Request -
Please quote the stretch of the material below from the line containing "643, row 117." through the line containing "column 267, row 171", with both of those lines included.

Material for this exercise -
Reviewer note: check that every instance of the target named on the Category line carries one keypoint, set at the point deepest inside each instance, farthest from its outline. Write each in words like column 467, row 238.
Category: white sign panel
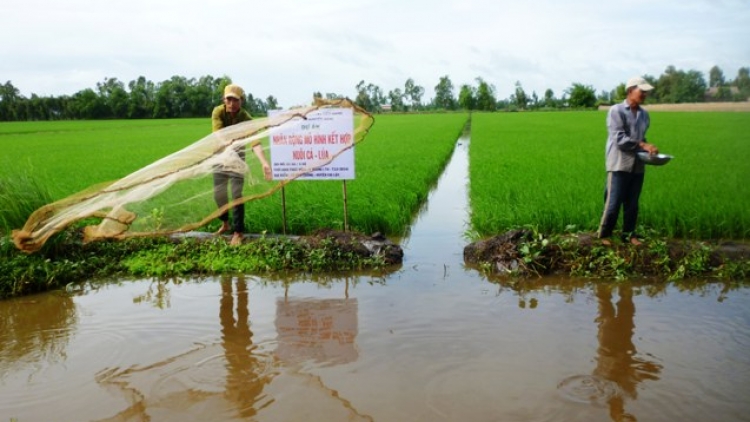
column 304, row 145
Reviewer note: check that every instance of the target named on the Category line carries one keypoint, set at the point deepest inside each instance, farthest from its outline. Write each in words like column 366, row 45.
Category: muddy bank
column 523, row 253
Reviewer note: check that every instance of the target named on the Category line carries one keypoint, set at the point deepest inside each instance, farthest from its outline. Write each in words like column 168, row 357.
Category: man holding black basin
column 627, row 124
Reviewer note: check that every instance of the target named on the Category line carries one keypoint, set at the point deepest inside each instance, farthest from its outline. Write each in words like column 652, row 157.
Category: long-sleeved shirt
column 625, row 131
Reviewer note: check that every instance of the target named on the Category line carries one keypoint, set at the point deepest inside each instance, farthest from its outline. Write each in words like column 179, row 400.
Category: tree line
column 180, row 97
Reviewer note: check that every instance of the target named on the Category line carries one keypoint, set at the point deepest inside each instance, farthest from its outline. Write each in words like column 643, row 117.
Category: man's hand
column 650, row 148
column 267, row 171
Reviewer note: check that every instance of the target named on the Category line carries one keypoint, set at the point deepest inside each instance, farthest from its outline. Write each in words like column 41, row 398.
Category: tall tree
column 519, row 97
column 549, row 98
column 10, row 96
column 141, row 98
column 581, row 96
column 466, row 97
column 114, row 97
column 677, row 86
column 396, row 98
column 716, row 77
column 413, row 93
column 444, row 96
column 742, row 82
column 272, row 103
column 486, row 100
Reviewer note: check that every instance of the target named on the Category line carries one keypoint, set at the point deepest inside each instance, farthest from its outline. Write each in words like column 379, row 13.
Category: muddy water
column 433, row 341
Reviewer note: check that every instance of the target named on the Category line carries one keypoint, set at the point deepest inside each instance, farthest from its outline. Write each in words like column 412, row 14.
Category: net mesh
column 175, row 193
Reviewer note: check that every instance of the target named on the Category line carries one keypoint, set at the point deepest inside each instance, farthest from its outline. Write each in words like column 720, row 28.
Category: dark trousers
column 623, row 189
column 221, row 183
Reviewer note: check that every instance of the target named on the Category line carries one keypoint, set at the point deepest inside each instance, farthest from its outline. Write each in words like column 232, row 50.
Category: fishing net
column 176, row 193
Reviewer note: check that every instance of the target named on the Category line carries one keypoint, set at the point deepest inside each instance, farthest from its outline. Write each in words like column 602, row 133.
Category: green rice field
column 547, row 170
column 401, row 158
column 544, row 170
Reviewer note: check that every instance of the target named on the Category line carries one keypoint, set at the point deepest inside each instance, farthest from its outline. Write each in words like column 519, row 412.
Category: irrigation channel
column 433, row 341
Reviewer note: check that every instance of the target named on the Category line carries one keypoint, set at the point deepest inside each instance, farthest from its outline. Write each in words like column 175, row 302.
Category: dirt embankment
column 738, row 107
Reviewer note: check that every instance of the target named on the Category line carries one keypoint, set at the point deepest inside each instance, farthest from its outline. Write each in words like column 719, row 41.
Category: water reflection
column 239, row 379
column 619, row 368
column 245, row 376
column 35, row 329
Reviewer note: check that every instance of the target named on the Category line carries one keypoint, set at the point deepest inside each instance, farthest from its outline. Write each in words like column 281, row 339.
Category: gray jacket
column 625, row 131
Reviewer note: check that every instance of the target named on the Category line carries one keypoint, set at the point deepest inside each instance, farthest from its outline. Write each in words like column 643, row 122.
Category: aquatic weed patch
column 66, row 260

Answer to the task -
Reviewer note: check that every instance of the target named on the Category line carries one keypoint, set at the point deepest inside each instance, farthest from its outline. Write each in words like column 643, row 117.
Category: man's hand
column 650, row 148
column 267, row 171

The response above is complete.